***** Kutipan Teks *****

Dalam waktu yang bersamaan, dari Istambul datang pula Pasa dengan bala tentara Utsmani untuk menguasai Mesir. Muhammad Ali dapat memenagkannya dan mengankat dirinya sebagai Pasa baru pada tahun 1805 dengan persetujuan penguasa Utsmai di Istambul Turki. Beliau berkuasa pada tahun 1805-1848.

Muhammad Ali Pasya sendiri merupakan orang yang buta huruf, meskipun demikian, beliau sangat menyadari akan pentingnya pendidikan dan ilmu pengetahuan untuk kemajuan dan kekuatan suatu negara. Pemahaman ini beliau dapatkan dari cerita-cerita para pembesar yang berada di sekitarnya mengenai unsur-unsur dan hal-hal baru yang dibawa oleh ekspedisi Napoleon Bonaparte.

Dalam rangka memperkuat kedudukannya dan sekaligus melaksanakan pembaruan pendidikan di Mesir, Muhammad Ali Pasya, mengadakan pembaruan dengan mendirikan berbagai macam sekolah yang meniru sistem pendidikan dan pengajaran di Barat[3].

Di dalam pemerintahannya, beliau mendirikan kementerian pendidikan dan lembaga-lembaga pendidikan. Membuka Sekolah Teknik (tahun 1839), Sekolah Kedokteran (tahun 1827), Sekolah Apoteker (tahun 1829), Sekolah Pertambangan (tahun 1834), Sekolah Pertanian (tahun 1836), dan Sekolah Penerjemahan (tahun 1836)[4].

***** Materi Hasil Ekstraksi *****

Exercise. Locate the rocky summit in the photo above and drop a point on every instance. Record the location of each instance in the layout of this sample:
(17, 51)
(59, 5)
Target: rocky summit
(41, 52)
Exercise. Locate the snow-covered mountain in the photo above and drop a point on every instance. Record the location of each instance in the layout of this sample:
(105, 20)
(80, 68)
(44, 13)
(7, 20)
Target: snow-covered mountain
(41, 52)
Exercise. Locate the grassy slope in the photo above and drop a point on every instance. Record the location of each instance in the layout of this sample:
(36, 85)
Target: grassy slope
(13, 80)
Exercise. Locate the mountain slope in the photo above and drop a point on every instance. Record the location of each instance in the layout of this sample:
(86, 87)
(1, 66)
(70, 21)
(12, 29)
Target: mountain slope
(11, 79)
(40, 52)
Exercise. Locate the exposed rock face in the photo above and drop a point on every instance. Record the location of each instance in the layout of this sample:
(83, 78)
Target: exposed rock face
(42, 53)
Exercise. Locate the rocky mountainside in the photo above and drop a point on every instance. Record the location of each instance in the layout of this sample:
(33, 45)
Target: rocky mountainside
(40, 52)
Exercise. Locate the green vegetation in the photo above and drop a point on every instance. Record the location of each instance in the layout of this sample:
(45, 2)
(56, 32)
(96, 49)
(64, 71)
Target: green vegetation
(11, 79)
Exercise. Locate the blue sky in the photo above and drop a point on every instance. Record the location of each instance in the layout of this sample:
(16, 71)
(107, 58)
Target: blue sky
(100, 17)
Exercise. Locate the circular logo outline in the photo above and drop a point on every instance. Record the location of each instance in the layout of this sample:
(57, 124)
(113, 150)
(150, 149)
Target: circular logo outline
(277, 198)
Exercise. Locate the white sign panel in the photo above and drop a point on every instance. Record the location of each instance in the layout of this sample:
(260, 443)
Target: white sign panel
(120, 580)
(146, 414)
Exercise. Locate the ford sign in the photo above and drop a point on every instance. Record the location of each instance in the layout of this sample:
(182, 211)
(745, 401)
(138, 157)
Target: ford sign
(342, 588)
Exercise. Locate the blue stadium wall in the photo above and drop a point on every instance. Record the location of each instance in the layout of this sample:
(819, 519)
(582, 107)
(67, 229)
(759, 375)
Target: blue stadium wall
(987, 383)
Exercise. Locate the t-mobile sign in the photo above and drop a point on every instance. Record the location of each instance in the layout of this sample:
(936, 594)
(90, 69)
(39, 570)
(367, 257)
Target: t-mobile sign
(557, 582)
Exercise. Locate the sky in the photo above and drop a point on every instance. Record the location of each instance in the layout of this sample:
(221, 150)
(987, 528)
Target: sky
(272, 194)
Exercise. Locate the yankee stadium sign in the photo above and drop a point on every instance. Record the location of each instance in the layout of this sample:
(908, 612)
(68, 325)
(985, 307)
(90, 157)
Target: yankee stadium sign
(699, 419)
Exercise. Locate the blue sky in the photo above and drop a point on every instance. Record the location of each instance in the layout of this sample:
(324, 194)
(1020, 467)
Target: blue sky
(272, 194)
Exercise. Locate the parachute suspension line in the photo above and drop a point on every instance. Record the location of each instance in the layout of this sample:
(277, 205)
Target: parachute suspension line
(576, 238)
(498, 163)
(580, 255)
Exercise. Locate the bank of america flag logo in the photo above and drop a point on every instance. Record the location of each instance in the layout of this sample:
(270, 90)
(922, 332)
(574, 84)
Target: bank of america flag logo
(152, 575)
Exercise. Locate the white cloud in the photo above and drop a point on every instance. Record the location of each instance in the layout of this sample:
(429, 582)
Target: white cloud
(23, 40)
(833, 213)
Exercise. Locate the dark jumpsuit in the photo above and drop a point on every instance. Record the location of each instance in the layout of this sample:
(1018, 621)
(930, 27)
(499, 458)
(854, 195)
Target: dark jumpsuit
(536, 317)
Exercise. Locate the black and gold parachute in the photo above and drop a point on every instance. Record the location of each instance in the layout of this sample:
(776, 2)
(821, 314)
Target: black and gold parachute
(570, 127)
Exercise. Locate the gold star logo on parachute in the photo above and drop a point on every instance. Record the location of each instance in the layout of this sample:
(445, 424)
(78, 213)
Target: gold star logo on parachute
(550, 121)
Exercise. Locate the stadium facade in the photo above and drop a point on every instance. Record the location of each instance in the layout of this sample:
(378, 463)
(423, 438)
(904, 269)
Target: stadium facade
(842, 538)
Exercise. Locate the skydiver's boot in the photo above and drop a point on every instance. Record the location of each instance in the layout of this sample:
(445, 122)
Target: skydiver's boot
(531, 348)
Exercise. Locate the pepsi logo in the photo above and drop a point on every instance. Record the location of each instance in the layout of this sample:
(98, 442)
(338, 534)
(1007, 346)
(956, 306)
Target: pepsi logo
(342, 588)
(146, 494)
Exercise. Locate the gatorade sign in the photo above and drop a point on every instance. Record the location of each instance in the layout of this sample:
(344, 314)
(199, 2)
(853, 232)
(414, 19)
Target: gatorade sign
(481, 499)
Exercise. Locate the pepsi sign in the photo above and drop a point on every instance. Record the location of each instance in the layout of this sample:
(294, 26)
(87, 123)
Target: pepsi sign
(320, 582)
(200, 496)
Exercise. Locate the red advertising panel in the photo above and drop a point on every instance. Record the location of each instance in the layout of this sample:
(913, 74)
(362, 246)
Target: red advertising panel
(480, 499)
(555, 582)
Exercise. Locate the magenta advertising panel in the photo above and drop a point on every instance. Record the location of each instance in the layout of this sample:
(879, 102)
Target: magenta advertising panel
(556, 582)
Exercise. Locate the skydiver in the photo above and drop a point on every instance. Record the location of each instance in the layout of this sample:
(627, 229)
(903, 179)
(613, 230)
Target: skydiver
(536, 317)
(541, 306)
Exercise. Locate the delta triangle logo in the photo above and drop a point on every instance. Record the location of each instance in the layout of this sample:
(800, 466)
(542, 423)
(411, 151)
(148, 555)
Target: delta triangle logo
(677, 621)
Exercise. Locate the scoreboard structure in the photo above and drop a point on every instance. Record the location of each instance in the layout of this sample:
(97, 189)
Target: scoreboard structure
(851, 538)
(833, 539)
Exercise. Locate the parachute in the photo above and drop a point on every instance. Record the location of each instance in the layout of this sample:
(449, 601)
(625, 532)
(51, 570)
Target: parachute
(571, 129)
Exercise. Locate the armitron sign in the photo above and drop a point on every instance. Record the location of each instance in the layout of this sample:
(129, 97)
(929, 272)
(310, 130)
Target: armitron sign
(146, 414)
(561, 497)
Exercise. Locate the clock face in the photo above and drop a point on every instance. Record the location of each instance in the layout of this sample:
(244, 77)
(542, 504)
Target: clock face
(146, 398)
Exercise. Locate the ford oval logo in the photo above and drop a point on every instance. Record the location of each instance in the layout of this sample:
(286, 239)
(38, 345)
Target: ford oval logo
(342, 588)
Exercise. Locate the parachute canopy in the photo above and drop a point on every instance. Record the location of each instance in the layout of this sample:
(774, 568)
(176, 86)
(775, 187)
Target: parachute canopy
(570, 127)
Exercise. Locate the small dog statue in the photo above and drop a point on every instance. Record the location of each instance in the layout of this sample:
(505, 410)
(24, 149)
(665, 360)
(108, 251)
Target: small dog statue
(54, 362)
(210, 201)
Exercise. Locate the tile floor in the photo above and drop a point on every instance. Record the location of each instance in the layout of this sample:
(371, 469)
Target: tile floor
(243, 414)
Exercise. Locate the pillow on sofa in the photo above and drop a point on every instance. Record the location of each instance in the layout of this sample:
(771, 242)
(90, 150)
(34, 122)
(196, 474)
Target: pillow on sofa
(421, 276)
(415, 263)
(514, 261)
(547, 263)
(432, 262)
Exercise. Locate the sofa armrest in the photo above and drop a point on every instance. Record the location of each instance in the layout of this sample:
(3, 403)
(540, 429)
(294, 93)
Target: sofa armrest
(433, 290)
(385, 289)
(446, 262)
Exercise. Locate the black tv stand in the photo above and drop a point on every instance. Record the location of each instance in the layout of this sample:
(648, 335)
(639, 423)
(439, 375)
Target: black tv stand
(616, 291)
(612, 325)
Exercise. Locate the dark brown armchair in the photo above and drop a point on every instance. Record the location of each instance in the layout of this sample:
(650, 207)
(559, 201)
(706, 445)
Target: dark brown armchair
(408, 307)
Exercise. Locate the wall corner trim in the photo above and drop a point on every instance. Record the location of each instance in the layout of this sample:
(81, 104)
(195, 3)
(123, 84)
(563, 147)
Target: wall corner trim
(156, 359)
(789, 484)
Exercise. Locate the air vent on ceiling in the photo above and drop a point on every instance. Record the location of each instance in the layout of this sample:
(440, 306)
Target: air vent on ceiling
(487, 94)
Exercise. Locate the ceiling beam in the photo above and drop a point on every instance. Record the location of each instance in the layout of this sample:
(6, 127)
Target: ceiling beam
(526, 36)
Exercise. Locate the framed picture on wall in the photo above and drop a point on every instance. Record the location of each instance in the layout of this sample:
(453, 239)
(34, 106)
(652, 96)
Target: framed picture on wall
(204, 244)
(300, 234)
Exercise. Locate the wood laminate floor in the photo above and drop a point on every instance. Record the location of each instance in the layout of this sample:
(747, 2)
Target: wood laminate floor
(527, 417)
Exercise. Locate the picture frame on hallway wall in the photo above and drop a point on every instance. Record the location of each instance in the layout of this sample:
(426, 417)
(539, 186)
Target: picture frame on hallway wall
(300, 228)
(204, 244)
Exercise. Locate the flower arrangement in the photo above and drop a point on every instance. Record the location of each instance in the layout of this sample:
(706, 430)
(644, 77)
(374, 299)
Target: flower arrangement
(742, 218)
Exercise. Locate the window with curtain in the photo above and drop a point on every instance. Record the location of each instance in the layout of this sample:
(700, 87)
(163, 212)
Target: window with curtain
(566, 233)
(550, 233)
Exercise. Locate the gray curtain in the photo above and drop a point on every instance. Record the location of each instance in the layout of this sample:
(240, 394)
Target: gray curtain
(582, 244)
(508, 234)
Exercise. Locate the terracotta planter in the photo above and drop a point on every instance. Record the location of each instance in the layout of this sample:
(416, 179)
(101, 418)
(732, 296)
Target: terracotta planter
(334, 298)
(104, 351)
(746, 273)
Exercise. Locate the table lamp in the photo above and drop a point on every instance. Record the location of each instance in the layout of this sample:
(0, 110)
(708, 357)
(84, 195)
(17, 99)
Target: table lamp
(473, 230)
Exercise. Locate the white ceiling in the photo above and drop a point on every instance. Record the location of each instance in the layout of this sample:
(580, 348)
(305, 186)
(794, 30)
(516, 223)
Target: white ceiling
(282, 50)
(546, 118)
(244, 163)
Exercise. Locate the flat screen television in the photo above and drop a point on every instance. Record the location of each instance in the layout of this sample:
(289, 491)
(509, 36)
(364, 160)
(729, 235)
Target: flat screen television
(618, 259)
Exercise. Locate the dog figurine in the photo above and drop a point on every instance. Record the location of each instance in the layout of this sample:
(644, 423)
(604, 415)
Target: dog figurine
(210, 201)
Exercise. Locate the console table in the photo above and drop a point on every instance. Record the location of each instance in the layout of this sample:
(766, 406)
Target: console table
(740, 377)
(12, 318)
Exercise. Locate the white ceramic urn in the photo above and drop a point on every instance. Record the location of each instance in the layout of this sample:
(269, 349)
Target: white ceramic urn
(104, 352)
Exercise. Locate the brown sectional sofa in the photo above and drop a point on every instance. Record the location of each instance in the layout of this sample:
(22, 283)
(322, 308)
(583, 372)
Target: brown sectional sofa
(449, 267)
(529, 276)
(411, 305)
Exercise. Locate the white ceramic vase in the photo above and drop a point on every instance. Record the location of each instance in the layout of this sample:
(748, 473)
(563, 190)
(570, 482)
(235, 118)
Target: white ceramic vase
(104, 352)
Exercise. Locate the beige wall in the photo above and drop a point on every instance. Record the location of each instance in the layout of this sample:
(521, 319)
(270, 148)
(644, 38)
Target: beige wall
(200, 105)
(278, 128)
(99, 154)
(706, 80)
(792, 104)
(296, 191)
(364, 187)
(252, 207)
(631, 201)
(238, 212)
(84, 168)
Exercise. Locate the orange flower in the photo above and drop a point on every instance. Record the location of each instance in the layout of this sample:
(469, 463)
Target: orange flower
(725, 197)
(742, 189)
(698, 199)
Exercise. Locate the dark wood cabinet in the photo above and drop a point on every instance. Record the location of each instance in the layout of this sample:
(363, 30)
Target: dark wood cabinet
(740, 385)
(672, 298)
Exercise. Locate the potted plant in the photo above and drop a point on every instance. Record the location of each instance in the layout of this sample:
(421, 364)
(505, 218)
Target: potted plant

*****

Tujuan Latihan: Tolong salin persis bagian teks tentang Muhammad Ali Pasya, mulai dari kata-kata yang memuat "Dalam waktu yang" dan berhenti setelah "pengajaran di Barat[3].".

Jawaban yang Diharapkan:
Dalam waktu yang bersamaan, dari Istambul datang pula Pasa dengan bala tentara Utsmani untuk menguasai Mesir. Muhammad Ali dapat memenagkannya dan mengankat dirinya sebagai Pasa baru pada tahun 1805 dengan persetujuan penguasa Utsmai di Istambul Turki. Beliau berkuasa pada tahun 1805-1848.

Muhammad Ali Pasya sendiri merupakan orang yang buta huruf, meskipun demikian, beliau sangat menyadari akan pentingnya pendidikan dan ilmu pengetahuan untuk kemajuan dan kekuatan suatu negara. Pemahaman ini beliau dapatkan dari cerita-cerita para pembesar yang berada di sekitarnya mengenai unsur-unsur dan hal-hal baru yang dibawa oleh ekspedisi Napoleon Bonaparte.

Dalam rangka memperkuat kedudukannya dan sekaligus melaksanakan pembaruan pendidikan di Mesir, Muhammad Ali Pasya, mengadakan pembaruan dengan mendirikan berbagai macam sekolah yang meniru sistem pendidikan dan pengajaran di Barat[3].